→ Aim of the exercise:
Render this sentence from the article on milk for adults below into Spanish: "Many adults restrict their dairy intake based on the assumption that dairy products are fattening and that milk is no longer crucial for the body’s health after adolescence."
───── Reading text ─────
NDSU Extension Service - Ramsey County

Accessibility


| Share

Milk for Adults

Milk for Adults

 

Milk has long been touted for its health benefits for young children and growing teens. “Milk builds strong bones” is a phrase almost every child has heard.  But what about milk for other age groups?  Milk for adults?    

Many adults restrict their dairy intake based on the assumption that dairy products are fattening and that milk is no longer crucial for the body’s health after adolescence. Milk is rich in many vitamins, minerals and protein and research shows that a few daily servings of low-fat milk or milk products may ward off heart and bone diseases while keeping your tummy trim.

 

Nutritional Value

According to the National Dairy Council, milk is filled with nine essential nutrients that benefit our health:

  • Calcium: Builds healthy bones and teeth; maintains bone mass
  • Protein: Serves as a source of energy; builds/repairs muscle tissue
  • Potassium: Helps maintain a healthy blood pressure
  • Phosphorus: Helps strengthen bones and generate energy
  • Vitamin D: Helps maintain bones
  • Vitamin B12: Maintains healthy red blood cells and nerve tissue
  • Vitamin A: Maintains the immune system; helps maintain normal vision and skin
  • Riboflavin (B2): Converts food into energy
  • Niacin: Metabolizes sugars and fatty acids
  • Each 1 cup serving of milk provides more than 30 percent of the daily value for calcium, 25 percent for riboflavin, 17 percent for vitamin B-12 and, when fortified, 30 percent for vitamin D and 10 percent for vitamin A.  

     

    Recommended Intake

    Milks higher in fat are calorie dense and provide unhealthier saturated and trans fats. For these reasons, adults should choose fat-free and low-fat milk products. For example, swap whole milk for skim milk or enjoy plain non-fat yogurt without added sugar.
───── Records shown ─────
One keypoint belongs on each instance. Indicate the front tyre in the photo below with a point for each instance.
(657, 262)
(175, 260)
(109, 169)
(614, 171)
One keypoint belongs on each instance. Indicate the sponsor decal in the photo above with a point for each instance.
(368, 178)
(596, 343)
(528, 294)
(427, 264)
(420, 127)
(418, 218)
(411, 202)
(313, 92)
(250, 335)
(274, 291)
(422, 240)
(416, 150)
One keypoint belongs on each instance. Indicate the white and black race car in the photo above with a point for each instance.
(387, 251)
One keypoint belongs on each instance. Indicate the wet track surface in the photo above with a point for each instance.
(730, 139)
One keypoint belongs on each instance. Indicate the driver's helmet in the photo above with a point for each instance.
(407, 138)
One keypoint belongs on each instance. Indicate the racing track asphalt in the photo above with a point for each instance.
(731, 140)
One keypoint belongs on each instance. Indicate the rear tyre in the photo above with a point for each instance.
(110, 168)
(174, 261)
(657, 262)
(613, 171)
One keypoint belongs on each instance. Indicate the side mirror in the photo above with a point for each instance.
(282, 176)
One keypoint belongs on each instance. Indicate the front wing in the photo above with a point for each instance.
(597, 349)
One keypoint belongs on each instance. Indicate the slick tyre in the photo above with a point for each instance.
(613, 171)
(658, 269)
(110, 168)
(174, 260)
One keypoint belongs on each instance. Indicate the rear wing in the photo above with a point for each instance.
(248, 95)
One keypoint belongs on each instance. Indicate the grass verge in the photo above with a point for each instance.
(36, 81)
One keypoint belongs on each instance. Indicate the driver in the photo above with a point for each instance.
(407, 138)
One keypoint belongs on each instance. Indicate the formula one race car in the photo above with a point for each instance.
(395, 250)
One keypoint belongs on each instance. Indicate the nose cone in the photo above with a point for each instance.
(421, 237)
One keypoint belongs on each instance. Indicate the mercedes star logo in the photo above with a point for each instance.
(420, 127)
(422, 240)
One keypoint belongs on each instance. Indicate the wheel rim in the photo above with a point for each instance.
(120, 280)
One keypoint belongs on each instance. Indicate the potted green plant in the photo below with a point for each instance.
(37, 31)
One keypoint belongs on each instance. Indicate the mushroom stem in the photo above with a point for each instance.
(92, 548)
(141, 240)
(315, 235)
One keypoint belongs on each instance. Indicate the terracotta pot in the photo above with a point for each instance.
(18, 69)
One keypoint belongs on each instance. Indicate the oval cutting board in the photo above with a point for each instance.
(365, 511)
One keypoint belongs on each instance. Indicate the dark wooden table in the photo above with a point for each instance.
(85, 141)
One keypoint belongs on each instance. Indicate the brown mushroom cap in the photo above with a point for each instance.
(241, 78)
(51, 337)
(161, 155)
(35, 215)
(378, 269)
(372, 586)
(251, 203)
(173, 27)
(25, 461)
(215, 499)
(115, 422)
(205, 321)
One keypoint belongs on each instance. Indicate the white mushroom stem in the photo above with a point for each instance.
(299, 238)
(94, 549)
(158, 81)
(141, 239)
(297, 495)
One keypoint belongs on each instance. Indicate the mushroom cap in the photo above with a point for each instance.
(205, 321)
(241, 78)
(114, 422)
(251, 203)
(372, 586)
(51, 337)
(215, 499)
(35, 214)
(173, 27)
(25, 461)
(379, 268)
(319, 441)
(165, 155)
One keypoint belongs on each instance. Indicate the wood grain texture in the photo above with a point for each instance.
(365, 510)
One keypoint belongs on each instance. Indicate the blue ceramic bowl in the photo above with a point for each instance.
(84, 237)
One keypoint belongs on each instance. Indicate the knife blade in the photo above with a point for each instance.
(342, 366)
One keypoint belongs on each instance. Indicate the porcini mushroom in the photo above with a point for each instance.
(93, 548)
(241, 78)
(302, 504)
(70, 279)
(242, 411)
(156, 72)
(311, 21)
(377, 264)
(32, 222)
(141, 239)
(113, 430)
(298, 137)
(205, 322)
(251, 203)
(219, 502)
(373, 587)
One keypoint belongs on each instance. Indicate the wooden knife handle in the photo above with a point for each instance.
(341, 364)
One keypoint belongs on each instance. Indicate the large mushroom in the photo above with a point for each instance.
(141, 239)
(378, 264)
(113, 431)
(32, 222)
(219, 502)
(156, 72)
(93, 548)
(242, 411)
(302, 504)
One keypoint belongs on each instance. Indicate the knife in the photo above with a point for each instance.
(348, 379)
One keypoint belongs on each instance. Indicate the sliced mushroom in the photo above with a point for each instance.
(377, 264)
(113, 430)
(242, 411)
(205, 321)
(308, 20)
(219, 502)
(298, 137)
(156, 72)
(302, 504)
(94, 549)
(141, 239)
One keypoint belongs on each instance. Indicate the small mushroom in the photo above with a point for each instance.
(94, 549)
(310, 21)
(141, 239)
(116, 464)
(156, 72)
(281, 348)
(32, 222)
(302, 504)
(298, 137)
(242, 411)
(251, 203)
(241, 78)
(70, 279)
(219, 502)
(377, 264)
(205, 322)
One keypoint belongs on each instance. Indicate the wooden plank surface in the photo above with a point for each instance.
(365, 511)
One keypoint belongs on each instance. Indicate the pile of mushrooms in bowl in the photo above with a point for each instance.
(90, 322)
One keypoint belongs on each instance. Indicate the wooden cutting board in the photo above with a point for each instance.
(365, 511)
─────
→ Written solution:
Muchos adultos restringen su consumo de lácteos basándose en la suposición de que los productos lácteos engordan y de que la leche ya no es fundamental para la salud del cuerpo después de la adolescencia.